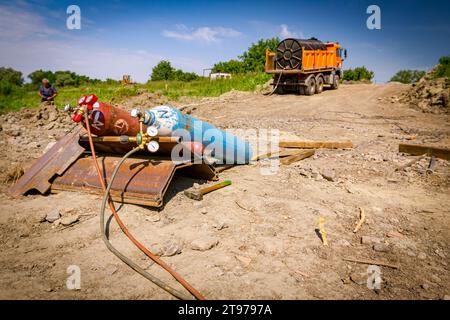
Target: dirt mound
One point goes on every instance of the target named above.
(143, 100)
(429, 95)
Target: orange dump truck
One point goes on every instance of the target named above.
(305, 66)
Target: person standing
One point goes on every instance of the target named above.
(47, 92)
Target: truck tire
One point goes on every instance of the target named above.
(301, 90)
(279, 89)
(319, 84)
(335, 84)
(310, 88)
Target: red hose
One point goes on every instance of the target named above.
(122, 226)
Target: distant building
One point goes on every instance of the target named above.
(219, 75)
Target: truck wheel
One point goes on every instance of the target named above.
(279, 90)
(301, 90)
(310, 88)
(335, 84)
(319, 85)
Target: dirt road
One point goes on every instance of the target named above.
(262, 229)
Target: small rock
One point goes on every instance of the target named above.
(436, 279)
(425, 286)
(343, 243)
(49, 146)
(440, 253)
(244, 260)
(395, 234)
(42, 217)
(410, 253)
(13, 132)
(381, 247)
(220, 224)
(156, 249)
(329, 175)
(67, 221)
(370, 240)
(203, 244)
(171, 248)
(153, 218)
(422, 256)
(53, 215)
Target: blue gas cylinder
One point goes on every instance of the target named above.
(224, 146)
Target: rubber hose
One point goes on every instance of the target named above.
(122, 257)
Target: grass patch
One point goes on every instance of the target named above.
(19, 97)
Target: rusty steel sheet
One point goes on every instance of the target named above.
(53, 162)
(142, 181)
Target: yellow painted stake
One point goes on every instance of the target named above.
(323, 234)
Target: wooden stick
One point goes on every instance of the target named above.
(322, 231)
(316, 144)
(377, 263)
(297, 156)
(410, 163)
(419, 149)
(280, 154)
(362, 218)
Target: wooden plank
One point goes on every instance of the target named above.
(280, 154)
(316, 144)
(419, 149)
(297, 156)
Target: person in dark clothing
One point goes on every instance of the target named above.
(47, 92)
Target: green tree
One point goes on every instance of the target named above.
(162, 71)
(408, 76)
(37, 76)
(443, 69)
(358, 74)
(11, 76)
(254, 58)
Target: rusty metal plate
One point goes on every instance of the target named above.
(141, 181)
(55, 161)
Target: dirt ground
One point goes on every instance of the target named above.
(262, 229)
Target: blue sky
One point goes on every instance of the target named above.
(130, 37)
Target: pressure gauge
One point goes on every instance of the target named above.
(91, 99)
(82, 100)
(153, 146)
(135, 113)
(152, 131)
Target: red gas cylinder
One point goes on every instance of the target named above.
(107, 120)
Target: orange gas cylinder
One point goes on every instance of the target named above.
(107, 120)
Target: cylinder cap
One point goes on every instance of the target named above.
(76, 117)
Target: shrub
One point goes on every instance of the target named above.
(443, 69)
(164, 71)
(231, 66)
(358, 74)
(408, 76)
(11, 76)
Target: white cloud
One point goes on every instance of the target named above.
(28, 44)
(19, 24)
(286, 33)
(203, 34)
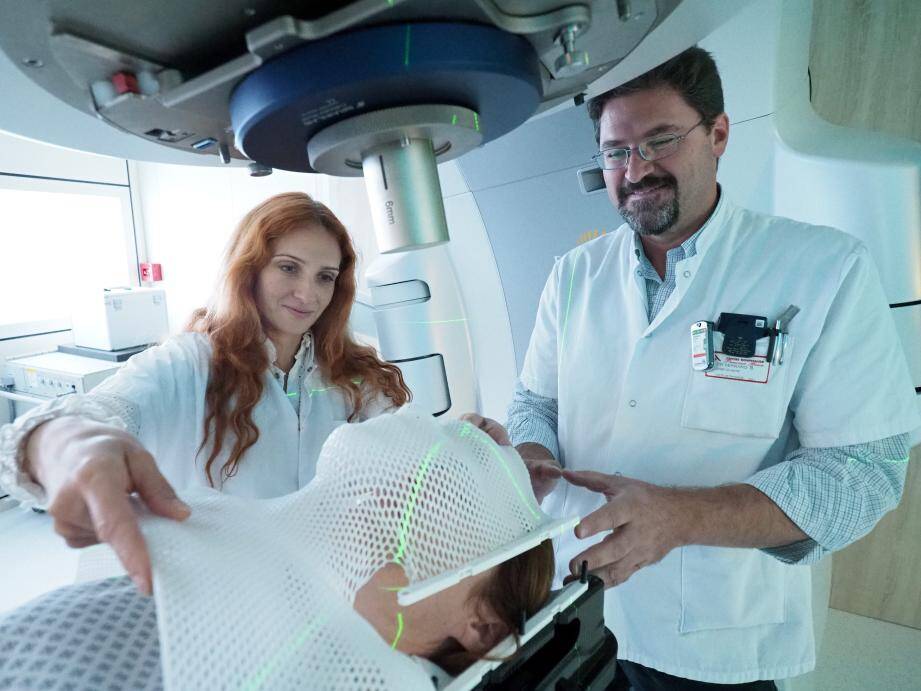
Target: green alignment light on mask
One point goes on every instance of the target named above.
(393, 646)
(259, 679)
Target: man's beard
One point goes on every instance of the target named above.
(649, 216)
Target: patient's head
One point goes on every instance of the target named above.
(459, 625)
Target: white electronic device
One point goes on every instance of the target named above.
(58, 374)
(117, 318)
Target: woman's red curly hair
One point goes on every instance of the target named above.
(236, 331)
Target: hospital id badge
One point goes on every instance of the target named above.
(702, 346)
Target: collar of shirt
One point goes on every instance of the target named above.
(303, 360)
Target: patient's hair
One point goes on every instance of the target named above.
(692, 74)
(521, 584)
(235, 329)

___

**Prompt:**
Please return every line from the material above where the string "rusty" occurs.

**Problem solution:**
Target: rusty steel sheet
Target: rusty metal plate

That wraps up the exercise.